▸ Material provided
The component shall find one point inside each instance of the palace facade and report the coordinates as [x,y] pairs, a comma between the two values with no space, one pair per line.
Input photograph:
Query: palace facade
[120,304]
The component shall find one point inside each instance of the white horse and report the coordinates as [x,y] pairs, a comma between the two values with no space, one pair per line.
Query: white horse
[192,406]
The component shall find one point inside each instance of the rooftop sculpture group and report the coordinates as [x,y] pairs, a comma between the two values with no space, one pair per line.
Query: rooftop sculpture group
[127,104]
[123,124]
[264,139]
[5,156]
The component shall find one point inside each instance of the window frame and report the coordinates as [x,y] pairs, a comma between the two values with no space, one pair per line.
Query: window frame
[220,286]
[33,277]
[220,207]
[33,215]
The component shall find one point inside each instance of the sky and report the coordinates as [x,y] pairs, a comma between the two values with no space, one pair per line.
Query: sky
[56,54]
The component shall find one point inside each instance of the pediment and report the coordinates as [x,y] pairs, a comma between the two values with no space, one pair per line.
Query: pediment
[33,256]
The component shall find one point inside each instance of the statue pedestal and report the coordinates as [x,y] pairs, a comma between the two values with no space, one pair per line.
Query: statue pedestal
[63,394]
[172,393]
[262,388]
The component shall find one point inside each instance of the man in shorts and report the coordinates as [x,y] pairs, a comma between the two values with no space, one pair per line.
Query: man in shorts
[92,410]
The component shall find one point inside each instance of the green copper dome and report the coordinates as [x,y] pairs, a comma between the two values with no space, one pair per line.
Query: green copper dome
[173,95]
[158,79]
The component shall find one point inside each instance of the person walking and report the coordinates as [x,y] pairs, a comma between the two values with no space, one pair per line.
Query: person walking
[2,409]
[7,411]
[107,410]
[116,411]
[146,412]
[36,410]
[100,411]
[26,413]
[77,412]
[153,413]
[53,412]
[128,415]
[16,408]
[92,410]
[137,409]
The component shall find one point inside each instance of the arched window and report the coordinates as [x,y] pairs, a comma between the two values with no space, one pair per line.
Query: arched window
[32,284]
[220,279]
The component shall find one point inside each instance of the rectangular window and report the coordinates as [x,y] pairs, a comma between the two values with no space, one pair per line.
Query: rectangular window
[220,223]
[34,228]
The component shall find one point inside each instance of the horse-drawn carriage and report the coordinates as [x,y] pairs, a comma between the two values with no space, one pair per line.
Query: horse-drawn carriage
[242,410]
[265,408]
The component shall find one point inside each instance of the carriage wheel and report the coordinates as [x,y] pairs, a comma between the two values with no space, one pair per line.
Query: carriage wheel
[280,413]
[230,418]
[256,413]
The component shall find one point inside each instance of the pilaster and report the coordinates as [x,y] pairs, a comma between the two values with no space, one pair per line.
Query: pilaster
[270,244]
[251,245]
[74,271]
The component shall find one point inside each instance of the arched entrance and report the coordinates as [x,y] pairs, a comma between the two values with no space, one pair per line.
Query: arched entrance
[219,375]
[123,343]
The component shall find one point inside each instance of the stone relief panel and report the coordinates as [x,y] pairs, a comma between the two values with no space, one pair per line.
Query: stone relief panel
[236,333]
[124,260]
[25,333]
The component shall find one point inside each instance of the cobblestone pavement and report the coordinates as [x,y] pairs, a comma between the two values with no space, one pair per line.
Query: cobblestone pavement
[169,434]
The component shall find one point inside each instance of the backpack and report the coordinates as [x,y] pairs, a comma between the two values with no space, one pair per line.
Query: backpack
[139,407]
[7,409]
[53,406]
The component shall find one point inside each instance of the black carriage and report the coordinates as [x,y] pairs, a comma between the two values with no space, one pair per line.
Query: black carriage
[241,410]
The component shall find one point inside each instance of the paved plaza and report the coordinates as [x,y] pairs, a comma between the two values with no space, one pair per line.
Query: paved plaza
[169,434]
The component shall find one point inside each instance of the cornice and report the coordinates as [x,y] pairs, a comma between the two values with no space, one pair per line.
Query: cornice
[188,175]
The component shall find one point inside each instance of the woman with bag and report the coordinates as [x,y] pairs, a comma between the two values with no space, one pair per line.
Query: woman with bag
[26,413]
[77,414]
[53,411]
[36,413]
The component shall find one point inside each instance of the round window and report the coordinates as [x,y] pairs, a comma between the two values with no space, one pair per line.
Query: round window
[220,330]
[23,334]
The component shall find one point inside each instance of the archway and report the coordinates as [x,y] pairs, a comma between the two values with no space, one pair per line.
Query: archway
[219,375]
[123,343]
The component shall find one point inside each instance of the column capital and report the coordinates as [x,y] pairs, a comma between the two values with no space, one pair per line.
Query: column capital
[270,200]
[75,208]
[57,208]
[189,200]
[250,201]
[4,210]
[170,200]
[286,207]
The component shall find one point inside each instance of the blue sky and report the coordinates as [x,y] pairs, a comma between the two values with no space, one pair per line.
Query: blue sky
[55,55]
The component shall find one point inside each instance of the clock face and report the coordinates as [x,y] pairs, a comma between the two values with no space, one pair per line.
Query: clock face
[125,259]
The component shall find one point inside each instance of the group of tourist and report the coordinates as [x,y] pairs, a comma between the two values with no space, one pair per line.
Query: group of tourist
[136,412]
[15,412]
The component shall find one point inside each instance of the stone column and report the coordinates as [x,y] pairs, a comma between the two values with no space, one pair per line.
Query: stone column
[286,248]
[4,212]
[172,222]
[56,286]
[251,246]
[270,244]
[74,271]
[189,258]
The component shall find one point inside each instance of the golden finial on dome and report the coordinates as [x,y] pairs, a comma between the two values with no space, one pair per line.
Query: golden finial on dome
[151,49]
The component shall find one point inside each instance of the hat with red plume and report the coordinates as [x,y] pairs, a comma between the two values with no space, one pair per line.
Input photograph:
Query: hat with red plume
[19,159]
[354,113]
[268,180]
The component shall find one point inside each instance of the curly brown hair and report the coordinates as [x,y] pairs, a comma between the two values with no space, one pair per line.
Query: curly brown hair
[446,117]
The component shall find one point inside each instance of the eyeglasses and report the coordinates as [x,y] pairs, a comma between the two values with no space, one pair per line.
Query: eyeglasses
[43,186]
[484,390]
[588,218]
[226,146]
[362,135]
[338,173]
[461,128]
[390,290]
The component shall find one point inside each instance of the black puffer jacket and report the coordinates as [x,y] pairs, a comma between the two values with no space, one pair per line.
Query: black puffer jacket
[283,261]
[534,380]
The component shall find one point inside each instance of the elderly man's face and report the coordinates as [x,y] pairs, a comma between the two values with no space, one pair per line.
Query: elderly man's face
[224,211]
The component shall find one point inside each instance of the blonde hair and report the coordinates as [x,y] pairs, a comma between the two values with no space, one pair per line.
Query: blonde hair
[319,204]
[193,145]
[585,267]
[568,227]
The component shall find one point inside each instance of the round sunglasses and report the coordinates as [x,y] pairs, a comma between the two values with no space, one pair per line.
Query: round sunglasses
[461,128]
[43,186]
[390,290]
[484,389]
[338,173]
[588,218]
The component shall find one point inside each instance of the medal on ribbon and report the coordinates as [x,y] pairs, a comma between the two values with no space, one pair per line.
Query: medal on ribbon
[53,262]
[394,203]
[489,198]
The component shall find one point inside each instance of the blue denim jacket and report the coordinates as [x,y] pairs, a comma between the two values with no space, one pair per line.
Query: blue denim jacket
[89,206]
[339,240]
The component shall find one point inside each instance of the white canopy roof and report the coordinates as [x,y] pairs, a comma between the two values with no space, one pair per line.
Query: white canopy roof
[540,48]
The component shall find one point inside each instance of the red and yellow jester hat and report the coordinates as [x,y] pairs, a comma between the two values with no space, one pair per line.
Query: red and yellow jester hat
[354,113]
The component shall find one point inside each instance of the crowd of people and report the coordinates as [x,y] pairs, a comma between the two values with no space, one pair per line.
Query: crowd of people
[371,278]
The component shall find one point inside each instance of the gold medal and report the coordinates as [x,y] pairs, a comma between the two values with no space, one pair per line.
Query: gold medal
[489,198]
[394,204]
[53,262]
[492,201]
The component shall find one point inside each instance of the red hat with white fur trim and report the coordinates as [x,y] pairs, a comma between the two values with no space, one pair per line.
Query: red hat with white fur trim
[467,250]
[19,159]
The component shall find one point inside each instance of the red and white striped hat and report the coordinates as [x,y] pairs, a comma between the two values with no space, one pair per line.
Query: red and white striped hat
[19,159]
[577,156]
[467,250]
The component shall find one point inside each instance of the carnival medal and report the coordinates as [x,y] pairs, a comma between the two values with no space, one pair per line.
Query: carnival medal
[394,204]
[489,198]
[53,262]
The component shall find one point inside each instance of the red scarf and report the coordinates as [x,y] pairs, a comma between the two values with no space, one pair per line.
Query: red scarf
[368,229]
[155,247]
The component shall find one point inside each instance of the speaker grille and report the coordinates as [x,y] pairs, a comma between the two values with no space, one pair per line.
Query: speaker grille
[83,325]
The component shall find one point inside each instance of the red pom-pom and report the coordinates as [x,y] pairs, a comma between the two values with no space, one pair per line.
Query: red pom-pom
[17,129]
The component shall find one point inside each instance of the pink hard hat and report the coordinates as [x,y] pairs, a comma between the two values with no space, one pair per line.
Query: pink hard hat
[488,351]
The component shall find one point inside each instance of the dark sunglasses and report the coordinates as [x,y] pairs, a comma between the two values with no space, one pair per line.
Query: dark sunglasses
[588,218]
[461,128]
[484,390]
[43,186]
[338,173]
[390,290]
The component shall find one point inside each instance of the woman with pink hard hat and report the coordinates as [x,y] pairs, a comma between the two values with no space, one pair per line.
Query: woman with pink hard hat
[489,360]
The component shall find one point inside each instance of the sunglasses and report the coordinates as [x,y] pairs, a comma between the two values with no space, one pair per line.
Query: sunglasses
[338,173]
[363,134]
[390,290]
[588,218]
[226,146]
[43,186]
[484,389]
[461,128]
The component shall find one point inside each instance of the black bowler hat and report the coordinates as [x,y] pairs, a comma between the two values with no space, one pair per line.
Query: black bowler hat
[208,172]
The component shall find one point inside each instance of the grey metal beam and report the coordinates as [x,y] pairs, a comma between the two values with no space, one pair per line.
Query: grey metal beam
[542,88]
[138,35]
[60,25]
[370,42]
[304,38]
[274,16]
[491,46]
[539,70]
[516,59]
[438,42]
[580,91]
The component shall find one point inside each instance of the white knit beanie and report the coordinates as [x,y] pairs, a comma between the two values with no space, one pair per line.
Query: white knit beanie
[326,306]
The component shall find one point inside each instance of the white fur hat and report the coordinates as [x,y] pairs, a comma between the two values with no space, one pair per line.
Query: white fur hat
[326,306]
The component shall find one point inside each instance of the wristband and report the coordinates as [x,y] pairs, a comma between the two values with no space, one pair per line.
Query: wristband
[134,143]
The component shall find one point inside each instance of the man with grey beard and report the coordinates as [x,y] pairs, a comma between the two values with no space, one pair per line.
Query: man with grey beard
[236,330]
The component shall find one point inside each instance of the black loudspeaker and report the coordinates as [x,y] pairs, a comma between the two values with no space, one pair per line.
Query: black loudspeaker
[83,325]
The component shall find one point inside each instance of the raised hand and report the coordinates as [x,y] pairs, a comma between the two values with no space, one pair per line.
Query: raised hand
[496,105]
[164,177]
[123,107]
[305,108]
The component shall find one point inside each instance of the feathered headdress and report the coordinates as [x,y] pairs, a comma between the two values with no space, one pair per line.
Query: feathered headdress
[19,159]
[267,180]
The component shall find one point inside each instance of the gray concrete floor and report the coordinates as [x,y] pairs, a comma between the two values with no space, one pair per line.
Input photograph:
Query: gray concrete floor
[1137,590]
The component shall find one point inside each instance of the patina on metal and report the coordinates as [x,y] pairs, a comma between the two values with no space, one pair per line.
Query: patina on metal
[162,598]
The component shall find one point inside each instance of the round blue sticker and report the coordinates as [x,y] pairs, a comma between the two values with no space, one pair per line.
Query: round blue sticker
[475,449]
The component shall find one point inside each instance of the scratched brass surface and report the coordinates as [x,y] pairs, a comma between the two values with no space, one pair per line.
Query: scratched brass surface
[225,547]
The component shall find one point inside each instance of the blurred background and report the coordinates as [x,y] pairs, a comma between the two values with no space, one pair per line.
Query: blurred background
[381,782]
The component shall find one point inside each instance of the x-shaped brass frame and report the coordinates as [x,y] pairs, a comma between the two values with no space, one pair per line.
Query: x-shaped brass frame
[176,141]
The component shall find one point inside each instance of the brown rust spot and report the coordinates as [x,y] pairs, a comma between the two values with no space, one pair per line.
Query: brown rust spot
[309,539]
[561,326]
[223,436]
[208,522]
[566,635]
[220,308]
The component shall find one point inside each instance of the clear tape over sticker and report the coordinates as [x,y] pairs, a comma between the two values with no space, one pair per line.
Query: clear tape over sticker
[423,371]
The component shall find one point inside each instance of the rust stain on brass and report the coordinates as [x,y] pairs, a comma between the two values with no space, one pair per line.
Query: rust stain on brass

▸ Work required
Return verbatim the stretch from the line containing "of the brown" through the end of the material, including both of these lines.

▸ Answer to this task
The component shall find one point inside each instance of the brown rust spot and report the coordinates as [x,y] pairs, a comma between the two values with no space, one pair per line.
Query: brown rust spot
[309,539]
[561,326]
[223,436]
[208,522]
[566,635]
[220,308]
The component shall find one point inside each instance of the clear tape over sticker and report the coordinates as [x,y] pairs, a comma between the two values with no space, one pair per line.
Query: clear tape over sticker
[423,371]
The component shall find one point inside each instance of the rust stain on brass and report the coordinates as [x,y] pairs, a comma between the two values with no space, one pair per line.
Query: rust stain on brass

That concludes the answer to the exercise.